** EXERCISE DESCRIPTION **
For each statement below, decide whether it agrees with the text on myogenic progenitor cells in bone formation, answering yes or no and quoting the words of the text that decide it. 1. Myogenic progenitors were found in closed fractures. 2. The bone repair studied was in the mouse tibia. 3. In the reporter mouse, cells of MyoD lineage are labeled with human alkaline phosphatase.

Myogenic progenitor cells in bone formation
Prevention and treatment of the non-union fracture remains an important field of research. One area of research is better use of local progenitors by improving their migration to the fracture site and their differentiation into bone cells. Therefore, research looking for new progenitors is of the highest importance. In this context, Liu et al.  have investigated the potential of myogenic progenitors (MyoD-lineage cells) in bone repair in the mouse tibia. They compared the contribution of these cells in the repair of closed tibial fracture (where the periosteum was largely intact), to the repair of open, highly traumatic fracture featuring periosteal stripping and local tissue trauma. Using a MyoD-Cre+:Z/AP+ conditional reporter mouse in which all cells of MyoD lineage are labeled with human alkaline phosphatase reporter, they showed that myogenic progenitors are present in open, but not closed fractures, suggesting that muscle satellite cells may contribute to bone repair in the absence of intact periosteum. This study documents for the first time that muscle cells can play a significant role in bone repair, and offers a new and valuable perspective on the capacity of MyoD-lineage cells to contribute to bone formation and fracture repair. This finding gives a rationale to the use of muscle flaps in orthopedic surgery to treat bone non-union, and advances current knowledge on the beneficial effect of muscle proximity to open-fracture healing. This paper also offers new perspectives for the research of orthopedic surgical methods that could maximize MyoD lineage access and mobilization to augment bone repair.

Recorded data:
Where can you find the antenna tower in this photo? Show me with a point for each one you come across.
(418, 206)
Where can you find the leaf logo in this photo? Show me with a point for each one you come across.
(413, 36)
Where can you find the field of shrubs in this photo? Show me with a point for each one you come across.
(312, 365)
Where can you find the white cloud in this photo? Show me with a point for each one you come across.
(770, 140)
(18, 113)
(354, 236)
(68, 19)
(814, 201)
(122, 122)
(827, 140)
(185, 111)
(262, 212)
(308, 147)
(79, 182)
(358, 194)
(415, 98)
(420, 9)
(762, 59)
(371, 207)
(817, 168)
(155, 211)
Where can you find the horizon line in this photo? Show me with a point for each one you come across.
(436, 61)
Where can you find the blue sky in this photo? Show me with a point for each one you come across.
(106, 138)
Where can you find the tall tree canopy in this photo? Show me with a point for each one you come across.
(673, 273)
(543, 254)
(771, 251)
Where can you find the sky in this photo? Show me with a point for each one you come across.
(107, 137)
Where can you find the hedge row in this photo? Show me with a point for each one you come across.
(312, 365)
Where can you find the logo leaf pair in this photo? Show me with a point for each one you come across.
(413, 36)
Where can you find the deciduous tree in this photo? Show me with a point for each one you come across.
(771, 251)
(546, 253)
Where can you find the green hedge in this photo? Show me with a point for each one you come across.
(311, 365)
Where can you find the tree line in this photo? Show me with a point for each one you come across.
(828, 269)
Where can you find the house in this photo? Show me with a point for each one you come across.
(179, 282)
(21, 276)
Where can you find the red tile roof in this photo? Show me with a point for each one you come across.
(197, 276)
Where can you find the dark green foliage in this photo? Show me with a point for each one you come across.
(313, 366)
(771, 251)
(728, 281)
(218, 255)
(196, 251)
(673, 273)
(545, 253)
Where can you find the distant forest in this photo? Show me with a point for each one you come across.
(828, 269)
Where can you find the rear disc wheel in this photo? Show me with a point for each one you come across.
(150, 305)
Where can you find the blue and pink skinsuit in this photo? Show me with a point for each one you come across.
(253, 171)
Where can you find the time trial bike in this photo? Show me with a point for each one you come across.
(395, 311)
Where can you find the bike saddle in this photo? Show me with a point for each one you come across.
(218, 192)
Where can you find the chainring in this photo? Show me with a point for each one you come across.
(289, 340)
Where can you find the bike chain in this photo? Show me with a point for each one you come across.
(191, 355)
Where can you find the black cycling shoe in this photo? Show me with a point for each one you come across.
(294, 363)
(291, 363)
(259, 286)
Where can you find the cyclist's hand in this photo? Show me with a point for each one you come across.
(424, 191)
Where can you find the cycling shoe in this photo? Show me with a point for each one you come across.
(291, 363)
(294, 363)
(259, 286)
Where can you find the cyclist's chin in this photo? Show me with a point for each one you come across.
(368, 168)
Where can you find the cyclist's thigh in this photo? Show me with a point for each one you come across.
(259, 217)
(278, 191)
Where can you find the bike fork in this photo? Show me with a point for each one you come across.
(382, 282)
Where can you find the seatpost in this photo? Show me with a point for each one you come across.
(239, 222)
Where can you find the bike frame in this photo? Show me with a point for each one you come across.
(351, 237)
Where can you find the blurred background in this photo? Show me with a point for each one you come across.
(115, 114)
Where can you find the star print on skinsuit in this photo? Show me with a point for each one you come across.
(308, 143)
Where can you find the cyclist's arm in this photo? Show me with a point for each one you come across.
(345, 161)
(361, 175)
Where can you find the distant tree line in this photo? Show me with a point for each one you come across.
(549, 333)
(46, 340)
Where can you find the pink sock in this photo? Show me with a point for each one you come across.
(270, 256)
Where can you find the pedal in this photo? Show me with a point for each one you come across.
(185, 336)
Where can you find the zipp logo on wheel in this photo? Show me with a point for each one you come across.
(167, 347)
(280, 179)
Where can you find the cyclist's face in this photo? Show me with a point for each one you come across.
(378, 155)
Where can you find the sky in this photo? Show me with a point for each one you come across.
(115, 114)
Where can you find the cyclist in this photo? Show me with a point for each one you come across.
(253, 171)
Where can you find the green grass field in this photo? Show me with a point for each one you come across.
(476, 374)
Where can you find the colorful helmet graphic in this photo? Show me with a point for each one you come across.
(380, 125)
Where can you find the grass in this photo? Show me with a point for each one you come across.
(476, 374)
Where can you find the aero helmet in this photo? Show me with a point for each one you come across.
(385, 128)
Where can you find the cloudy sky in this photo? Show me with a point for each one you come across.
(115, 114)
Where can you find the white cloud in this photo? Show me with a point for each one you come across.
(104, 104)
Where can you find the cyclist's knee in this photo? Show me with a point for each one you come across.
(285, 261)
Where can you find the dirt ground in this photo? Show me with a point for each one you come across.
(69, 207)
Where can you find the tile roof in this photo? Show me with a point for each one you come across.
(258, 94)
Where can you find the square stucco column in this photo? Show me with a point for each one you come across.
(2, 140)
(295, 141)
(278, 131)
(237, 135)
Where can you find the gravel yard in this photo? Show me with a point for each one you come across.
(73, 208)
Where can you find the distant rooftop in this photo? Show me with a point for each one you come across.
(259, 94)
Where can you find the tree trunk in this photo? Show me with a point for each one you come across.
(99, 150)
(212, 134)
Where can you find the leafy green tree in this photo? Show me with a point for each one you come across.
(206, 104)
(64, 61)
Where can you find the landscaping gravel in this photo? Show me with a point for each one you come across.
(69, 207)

** THE COMPLETED TASK **
1. No: "myogenic progenitors are present in open, but not closed fractures"
2. Yes: "bone repair in the mouse tibia"
3. Yes: "all cells of MyoD lineage are labeled with human alkaline phosphatase reporter"